- _EXERCISE INPUT_
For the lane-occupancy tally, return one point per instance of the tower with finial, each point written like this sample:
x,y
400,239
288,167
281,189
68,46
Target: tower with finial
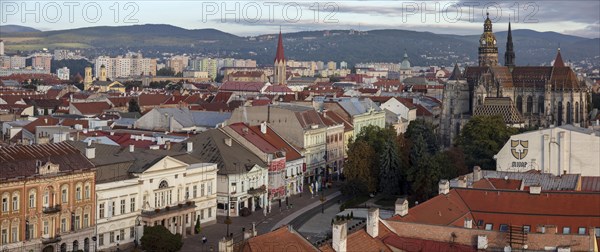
x,y
279,65
488,50
509,55
87,78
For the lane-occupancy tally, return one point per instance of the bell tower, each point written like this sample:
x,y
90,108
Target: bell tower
x,y
488,50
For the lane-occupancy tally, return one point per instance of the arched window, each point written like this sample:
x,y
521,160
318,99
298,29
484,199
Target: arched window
x,y
163,184
32,198
64,193
15,201
577,112
569,113
559,121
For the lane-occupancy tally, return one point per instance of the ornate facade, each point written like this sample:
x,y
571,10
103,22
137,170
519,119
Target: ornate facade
x,y
526,96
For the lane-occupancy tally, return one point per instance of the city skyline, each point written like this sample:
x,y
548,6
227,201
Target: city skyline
x,y
247,18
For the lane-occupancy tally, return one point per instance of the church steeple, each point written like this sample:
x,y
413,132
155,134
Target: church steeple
x,y
279,65
509,55
488,50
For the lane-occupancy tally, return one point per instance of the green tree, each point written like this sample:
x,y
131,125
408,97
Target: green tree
x,y
481,138
159,238
389,172
134,106
358,166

- _WHAT THIS TASK INVOLVES_
Would you quote, exactly and only, the lines from the one containing "of the bell" to the end of the entries?

- _ANSWER_
For the lane-occupancy tally, return one point per instance of the bell tower, each point written like this sample:
x,y
90,108
Target: bell tower
x,y
488,50
For the lane-occupancy tally, return one point per instance of the arched window, each point written like this sample:
x,y
521,160
318,99
298,29
484,199
Target: arched window
x,y
163,184
32,198
64,193
15,201
577,112
569,113
559,121
For the lane-occupancy tally, return one point per instance of the ornate facade, each point written like this sample:
x,y
571,10
103,22
137,170
519,119
Target: ornate facade
x,y
526,96
For the lane-occupancy tally, return one point per instance of the city skyline, each point written like this sample:
x,y
548,6
227,201
Target: city skyline
x,y
247,18
For the lane-occupancy tally, return one point per instance of the church steeple, each point written like this sample:
x,y
413,132
155,134
Target: church steeple
x,y
279,65
509,55
488,50
For the lane-occupancy tally, return one point per instance of the green tree, each point written like this sample:
x,y
131,125
408,97
Target: green tree
x,y
481,138
159,238
389,172
134,106
358,166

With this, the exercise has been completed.